I need some advice! I'm going crazy and as most of us know, no one can understand a nurse better than another nurse.
I have been working in stepdown, ICU, and over the past year in ER for a total of 8 years. I've always had the type of personality that makes you more prone to worry. In nursing school I remember having anxiety that I wouldn't make it, pass boards, etc. Then as a New graduate that I wouldn't be adequate enough. Here I am 8 years down the road a very good/confident nurse but the stress of he job has overtaken my life. My anxiety got worse with each child ( I now have 2). I have seen so many negative things over the past 8 years, a lot of death, a lot of horrible things as you all know. I have become a total hypochondriac, every time I have a bump or ache or either one of my kids do I jump to the worst conclusion. I have an obsession with cancer and am terrified that I am going to die or one of my kids is. To make a long story short I was diagnosed with PTSD and have anxiety and depression. My counselor suggests that I take a break for nursing but I can't quit for another 6 months because of financial reasons. I am not interested in taking meds and prefer to take a natural approach.
Its unfortunate because I know I'm a good nurse and to quit feels like I'm giving up and not contributing to a profession I love but I feel like it's ruining my life. I'm incredibly negative and pessimistic, never having hope for any patients I take care of anymore. Please help! I need advice from other nurses who can understand me.
Last edit by HMA19 on Jul 25, '17
Jul 26, '17
Why not try another area of nursing? There are so many areas that don;t deal with death and disease all day- perhaps this change might help?

> **THE TASK**
Extend the forum thread about a nurse's job-related anxiety and PTSD, starting after its final reply.

> **DATASET**
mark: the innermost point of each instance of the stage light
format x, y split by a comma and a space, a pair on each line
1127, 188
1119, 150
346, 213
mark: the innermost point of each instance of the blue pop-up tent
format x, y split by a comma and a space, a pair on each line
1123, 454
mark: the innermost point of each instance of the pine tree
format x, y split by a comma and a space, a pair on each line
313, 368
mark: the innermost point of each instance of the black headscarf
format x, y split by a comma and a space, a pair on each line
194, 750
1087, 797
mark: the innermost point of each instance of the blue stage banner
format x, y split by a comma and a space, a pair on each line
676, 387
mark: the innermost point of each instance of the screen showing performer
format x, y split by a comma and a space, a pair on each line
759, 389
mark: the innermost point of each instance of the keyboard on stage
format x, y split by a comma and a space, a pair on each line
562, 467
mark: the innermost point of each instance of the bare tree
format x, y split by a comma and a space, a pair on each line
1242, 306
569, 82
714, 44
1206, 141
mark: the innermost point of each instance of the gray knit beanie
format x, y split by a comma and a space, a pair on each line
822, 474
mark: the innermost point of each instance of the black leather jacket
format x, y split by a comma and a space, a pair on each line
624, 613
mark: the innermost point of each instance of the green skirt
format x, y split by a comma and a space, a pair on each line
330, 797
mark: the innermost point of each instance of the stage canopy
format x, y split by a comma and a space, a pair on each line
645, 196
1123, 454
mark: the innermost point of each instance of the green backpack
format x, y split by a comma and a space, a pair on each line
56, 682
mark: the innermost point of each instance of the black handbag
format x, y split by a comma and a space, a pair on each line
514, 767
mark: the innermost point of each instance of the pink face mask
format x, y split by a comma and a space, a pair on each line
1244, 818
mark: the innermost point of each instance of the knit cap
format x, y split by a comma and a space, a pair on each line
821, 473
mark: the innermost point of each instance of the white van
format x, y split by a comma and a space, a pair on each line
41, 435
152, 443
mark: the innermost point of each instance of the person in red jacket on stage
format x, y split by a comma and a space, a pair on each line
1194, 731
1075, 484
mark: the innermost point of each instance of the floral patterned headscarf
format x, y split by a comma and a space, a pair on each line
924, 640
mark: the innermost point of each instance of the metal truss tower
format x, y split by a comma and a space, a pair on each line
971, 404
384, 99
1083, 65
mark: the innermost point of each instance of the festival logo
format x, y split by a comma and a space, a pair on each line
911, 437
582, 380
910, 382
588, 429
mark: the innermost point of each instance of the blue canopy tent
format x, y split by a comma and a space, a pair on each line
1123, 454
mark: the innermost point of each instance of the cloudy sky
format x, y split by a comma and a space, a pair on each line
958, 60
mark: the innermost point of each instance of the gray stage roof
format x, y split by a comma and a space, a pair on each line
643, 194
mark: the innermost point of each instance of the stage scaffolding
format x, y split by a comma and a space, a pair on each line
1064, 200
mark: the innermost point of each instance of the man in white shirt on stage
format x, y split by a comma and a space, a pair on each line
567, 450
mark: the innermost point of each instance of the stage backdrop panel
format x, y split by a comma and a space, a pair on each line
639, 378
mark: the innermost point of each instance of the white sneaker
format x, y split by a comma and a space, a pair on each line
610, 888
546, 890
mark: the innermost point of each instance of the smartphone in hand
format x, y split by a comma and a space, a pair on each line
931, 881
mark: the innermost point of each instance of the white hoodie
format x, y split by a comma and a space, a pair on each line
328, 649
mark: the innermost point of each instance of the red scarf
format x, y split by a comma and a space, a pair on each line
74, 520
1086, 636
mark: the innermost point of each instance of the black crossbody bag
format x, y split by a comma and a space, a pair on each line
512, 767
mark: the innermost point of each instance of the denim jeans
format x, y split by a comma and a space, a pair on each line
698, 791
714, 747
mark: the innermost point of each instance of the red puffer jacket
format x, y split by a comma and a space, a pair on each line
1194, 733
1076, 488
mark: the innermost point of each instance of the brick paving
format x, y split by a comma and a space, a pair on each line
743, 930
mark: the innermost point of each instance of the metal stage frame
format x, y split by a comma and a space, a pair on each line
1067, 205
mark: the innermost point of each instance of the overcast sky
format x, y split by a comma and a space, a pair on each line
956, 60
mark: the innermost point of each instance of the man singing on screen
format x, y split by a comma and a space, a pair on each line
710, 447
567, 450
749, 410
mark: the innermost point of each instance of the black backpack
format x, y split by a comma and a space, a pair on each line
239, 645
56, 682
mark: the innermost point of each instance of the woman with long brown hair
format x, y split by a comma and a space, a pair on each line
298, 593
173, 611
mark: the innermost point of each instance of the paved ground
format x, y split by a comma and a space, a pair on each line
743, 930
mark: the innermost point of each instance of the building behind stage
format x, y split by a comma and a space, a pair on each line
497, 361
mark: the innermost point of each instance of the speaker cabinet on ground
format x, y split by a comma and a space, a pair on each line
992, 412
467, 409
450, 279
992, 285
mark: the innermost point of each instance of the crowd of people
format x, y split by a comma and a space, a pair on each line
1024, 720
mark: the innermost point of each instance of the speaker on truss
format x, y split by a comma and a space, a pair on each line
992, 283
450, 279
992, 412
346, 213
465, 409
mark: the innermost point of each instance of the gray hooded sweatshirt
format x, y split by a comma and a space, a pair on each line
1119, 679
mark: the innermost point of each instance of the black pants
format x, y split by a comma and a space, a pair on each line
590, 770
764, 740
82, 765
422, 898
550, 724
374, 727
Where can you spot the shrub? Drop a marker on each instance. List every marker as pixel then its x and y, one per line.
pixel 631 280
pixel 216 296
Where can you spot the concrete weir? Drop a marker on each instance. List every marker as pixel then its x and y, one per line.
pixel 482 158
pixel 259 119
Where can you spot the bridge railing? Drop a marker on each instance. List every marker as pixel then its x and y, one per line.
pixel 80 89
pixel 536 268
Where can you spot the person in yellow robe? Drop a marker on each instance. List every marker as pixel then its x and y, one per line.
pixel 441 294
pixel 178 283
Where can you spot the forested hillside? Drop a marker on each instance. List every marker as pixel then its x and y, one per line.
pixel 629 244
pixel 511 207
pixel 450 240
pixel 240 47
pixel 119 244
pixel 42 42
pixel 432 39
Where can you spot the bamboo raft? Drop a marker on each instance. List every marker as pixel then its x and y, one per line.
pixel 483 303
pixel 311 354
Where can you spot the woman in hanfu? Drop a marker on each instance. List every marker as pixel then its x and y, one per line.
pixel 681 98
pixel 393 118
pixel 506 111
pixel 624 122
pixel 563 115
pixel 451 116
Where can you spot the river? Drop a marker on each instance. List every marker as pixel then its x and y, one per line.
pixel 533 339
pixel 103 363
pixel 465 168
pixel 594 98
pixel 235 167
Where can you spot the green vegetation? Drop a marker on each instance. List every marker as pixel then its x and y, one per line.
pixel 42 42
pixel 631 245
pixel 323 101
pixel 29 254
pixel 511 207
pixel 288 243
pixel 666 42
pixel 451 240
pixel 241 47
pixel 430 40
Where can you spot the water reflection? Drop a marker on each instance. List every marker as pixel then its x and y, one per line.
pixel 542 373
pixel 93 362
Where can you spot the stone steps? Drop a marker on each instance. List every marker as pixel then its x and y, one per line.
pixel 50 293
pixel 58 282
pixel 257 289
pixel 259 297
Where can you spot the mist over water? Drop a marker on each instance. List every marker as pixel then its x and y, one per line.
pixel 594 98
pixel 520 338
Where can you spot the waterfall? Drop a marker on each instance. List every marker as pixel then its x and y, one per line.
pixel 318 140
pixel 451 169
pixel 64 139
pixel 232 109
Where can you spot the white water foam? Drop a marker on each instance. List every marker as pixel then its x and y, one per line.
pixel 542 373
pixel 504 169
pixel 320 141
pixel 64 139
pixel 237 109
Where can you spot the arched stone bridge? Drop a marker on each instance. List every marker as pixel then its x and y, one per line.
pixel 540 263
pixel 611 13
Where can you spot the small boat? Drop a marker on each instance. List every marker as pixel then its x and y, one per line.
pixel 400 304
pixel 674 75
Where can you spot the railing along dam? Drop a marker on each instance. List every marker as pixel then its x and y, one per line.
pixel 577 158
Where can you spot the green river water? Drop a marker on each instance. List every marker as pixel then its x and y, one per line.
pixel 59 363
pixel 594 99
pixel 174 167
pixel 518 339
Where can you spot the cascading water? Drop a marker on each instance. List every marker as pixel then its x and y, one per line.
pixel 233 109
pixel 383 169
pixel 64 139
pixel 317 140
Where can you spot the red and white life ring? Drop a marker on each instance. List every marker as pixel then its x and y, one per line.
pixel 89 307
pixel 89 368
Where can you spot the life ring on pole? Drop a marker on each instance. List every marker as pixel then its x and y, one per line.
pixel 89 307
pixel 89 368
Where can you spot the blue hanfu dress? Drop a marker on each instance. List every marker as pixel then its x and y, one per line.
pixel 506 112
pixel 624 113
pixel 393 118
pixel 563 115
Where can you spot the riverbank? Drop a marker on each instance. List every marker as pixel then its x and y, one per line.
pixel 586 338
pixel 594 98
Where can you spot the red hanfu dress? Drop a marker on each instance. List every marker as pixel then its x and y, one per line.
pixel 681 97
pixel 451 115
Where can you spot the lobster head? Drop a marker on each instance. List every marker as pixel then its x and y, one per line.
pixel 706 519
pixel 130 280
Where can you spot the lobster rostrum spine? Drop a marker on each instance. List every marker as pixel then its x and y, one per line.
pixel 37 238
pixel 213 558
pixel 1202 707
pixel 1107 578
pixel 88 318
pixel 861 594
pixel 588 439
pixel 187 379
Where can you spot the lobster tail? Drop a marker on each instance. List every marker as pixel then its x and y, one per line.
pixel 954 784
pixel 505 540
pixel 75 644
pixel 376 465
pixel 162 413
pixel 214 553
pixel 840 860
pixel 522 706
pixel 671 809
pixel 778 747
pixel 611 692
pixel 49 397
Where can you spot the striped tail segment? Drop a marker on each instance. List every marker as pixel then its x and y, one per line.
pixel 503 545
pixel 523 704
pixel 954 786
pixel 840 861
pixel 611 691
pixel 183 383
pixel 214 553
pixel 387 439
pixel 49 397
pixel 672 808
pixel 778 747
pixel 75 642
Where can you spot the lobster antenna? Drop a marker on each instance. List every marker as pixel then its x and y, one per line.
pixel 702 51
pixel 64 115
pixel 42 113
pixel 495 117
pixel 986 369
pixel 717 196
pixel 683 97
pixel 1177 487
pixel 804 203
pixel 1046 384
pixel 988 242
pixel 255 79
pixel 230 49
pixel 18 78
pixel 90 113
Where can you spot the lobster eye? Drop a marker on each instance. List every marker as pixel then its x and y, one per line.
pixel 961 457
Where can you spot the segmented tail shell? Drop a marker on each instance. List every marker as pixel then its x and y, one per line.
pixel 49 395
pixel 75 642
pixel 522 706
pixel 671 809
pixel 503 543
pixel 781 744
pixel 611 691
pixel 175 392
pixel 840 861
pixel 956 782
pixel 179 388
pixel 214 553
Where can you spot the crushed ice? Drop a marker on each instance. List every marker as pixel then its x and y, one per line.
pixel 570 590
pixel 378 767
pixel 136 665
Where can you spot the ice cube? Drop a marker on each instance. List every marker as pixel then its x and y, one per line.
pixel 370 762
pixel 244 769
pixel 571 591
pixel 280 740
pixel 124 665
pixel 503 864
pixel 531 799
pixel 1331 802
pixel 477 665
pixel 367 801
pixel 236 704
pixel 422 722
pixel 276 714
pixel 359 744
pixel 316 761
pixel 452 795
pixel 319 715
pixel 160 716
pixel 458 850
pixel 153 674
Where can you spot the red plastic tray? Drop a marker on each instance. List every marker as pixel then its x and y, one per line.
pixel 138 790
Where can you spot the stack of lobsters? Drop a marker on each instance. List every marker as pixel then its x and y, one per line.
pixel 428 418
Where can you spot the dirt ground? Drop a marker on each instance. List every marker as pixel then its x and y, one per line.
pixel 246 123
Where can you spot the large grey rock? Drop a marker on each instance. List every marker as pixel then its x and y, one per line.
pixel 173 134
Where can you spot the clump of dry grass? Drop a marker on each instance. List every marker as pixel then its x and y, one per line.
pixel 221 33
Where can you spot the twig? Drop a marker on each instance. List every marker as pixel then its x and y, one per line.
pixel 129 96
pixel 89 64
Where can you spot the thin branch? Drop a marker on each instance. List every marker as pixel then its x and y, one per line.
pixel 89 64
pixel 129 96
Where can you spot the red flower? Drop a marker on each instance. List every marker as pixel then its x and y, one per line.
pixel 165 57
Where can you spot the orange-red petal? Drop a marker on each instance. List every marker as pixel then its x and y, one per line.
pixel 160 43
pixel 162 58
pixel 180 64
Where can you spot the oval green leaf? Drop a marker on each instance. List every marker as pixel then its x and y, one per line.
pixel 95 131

> **EXPECTED ANSWER**
Jul 26, '17
First off - I totally have the same fears! Its hard to extinguish that fire when you get so caught up in your thoughts/feelings. However, ANXIETY DOESN'T MEAN YOU CANT STILL BE A GREAT AND PRODUCTIVE NURSE. And I totally mean that! I worked my butt off in home health for a couple of years and it made me so anxious caring for patients that could potentially fall, die, etc. and I was constantly questioning my judgement. A friend of mine was working in a substance abuse facility and suggested I work there as an RN. It was the BEST thing I ever did. Of course I still have some acute cases and patients have died, but it is FAR better than what I was doing before. I have constant support from my fellow co workers. Fortunately, nursing has so many unique paths that aren't necessarily hospital-based. I would encourage you to give another specialty a try!
I understand. I have anxiety depression panic attacks and been diagnosed with ptsd. This year literally almost killed me. My health got so bad I couldn't function. Things went down at work and turned my world. I even had suicidal thoughts. I am still struggling but fortunately I haven't wanted to commit suicide in months and my health is a little better. I take medication and go to a therapist. Hang in there you are not alone. The struggle is awful.